*Input material*

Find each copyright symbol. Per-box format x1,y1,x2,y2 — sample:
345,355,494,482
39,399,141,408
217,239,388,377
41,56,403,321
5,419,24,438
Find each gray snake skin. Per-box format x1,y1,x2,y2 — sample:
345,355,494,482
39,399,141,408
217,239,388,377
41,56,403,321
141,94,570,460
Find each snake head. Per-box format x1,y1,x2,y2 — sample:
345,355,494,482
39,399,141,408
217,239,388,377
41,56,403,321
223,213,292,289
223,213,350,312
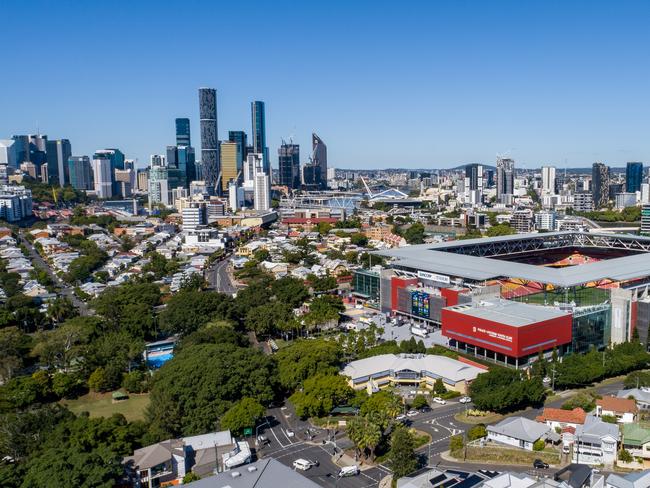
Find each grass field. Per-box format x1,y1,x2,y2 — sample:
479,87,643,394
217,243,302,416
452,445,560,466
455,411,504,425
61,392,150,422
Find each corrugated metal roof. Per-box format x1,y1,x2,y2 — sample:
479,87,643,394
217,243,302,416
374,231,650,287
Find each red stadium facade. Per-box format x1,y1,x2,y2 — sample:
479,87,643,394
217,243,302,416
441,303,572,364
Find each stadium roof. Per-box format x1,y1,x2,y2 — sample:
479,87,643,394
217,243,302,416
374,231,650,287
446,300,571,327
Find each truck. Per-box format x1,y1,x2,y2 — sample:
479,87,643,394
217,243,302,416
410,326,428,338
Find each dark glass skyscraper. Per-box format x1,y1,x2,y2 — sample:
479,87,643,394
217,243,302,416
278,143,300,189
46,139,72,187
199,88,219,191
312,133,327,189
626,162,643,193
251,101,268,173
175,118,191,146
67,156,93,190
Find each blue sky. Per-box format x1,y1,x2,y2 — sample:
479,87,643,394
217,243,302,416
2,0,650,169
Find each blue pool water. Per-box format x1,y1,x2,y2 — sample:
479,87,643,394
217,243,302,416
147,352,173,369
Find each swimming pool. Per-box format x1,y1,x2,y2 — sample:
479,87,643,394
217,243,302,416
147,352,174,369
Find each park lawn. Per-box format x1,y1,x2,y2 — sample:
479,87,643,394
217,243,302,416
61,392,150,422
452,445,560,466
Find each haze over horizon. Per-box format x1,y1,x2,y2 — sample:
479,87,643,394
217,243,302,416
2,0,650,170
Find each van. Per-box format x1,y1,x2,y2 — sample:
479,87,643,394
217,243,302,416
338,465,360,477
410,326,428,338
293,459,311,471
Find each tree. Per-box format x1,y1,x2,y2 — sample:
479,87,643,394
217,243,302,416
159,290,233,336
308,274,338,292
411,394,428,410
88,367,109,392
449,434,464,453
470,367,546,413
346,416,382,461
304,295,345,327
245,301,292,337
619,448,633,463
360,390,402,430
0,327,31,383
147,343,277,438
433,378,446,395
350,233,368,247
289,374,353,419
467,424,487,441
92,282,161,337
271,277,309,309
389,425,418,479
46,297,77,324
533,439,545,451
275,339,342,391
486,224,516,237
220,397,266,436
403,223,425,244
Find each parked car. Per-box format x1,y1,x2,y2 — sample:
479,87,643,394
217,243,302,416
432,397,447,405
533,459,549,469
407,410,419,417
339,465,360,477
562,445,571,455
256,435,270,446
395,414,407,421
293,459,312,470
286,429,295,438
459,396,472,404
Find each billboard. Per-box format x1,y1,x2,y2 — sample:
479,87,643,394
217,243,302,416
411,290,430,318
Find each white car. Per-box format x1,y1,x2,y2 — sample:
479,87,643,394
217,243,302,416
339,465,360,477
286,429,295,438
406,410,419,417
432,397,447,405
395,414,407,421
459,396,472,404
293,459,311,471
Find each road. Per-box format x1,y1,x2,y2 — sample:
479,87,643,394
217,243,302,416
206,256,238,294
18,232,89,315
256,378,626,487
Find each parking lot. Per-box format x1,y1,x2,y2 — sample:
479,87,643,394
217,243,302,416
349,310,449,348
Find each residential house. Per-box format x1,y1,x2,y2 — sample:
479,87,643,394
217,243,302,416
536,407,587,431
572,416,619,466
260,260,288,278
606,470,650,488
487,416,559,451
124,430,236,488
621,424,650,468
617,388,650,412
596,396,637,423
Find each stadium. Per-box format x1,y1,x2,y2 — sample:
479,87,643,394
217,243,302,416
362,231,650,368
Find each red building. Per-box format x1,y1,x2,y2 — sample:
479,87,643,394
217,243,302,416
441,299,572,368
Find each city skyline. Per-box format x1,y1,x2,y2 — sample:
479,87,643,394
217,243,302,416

*Your assignment*
Sift through the material above and copy the lines that contain the word "snake".

*Answer area*
Find each gray snake skin. Per-box format x1,y1,x2,y2 — sample:
Find each snake head. Per-box format x1,y1,x2,y2 — sample:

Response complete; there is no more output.